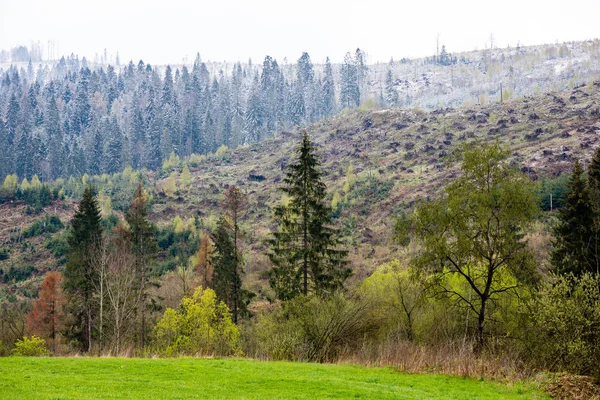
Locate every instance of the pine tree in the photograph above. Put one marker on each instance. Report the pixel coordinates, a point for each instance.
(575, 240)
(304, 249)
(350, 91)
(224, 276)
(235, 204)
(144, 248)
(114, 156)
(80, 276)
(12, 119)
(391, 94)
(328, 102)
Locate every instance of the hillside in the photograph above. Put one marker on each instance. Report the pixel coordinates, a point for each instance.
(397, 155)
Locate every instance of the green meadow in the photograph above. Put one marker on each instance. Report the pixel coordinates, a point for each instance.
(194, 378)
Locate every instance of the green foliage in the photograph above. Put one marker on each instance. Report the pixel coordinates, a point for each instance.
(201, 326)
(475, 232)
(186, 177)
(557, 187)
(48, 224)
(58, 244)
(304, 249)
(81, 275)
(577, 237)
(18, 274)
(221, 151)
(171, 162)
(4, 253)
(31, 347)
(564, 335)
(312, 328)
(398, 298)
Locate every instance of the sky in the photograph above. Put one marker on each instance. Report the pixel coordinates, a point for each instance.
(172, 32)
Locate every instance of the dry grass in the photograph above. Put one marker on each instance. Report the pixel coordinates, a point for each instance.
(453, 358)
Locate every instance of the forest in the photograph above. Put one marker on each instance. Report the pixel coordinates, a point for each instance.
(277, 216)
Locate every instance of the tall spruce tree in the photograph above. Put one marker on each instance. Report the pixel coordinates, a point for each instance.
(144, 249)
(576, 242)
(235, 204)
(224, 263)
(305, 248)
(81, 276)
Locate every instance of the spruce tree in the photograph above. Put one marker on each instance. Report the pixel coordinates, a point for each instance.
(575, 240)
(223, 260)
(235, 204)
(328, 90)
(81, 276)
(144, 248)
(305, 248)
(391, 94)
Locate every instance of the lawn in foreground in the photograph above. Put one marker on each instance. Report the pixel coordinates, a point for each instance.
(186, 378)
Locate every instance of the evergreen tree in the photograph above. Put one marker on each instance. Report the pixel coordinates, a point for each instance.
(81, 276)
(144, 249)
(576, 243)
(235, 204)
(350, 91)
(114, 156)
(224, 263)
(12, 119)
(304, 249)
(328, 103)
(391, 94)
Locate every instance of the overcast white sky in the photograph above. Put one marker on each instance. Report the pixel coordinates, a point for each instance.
========
WORK REQUIRED:
Transcribe each line above verbatim, with the pictures left out.

TASK RESPONSE:
Locate every instance of the pine tree in the photograph above. Put one marker on each instance. Report the pixel coordinates, a point for each instance.
(575, 240)
(304, 249)
(350, 91)
(224, 276)
(235, 204)
(144, 248)
(114, 156)
(80, 276)
(12, 119)
(391, 94)
(328, 102)
Locate every instance of the hillside in the photograph above. Put one marker on each instance. Report the pixel coordinates, a point for each instance.
(397, 155)
Locate every instance of the green meadow in the photograph above. Put one marker on each instance. Report the pixel coordinates, a point for each instance.
(194, 378)
Locate every instance of the green foliage in the photograph above. Put one marker on each instance. Report the pixel coordinates, a point for each instance.
(201, 326)
(475, 232)
(186, 177)
(557, 187)
(48, 224)
(58, 244)
(304, 249)
(81, 275)
(577, 237)
(18, 274)
(221, 151)
(171, 162)
(4, 253)
(31, 347)
(564, 335)
(312, 328)
(398, 298)
Locate every instance of the sky in the photograph above. Put one marker on each instance. Report the pixel coordinates, a point for each instance.
(172, 32)
Locate every instance of the dry grass in the photograph above. Put one marker on each instance. Report the pixel coordinates, a point for each instance.
(453, 358)
Locate every instance of the forest in the photograph above. Put one marker on each instance. Report the pixel coordinates, a point for each instance.
(277, 216)
Locate every instance of the tall spruce tree in the photograph above. Put one marker on each instance. Report the pixel coordinates, a point for each instance.
(144, 249)
(576, 242)
(235, 204)
(224, 263)
(305, 248)
(81, 276)
Locate every instance of the spruce tree in the photograph above. Put one marker on each instance. Report the pixel coordinates, a point for each instance.
(575, 240)
(223, 260)
(235, 204)
(328, 90)
(81, 276)
(144, 248)
(305, 248)
(391, 94)
Locate every instance of the lawn in foreground in the photograph above. Put one marker on each instance. Report the pixel coordinates, a point for each instance.
(186, 378)
Locate every instance of the evergreen tree in the photograph above. Put one marker on each instance. Report the pixel coordinates, a point for each instance.
(81, 276)
(144, 249)
(576, 243)
(235, 204)
(350, 91)
(114, 156)
(224, 263)
(12, 119)
(304, 249)
(328, 103)
(391, 94)
Locate every instance of the overcast white sky in the photograph above. Put one marker on each instance. Report the pixel coordinates, a point for each instance.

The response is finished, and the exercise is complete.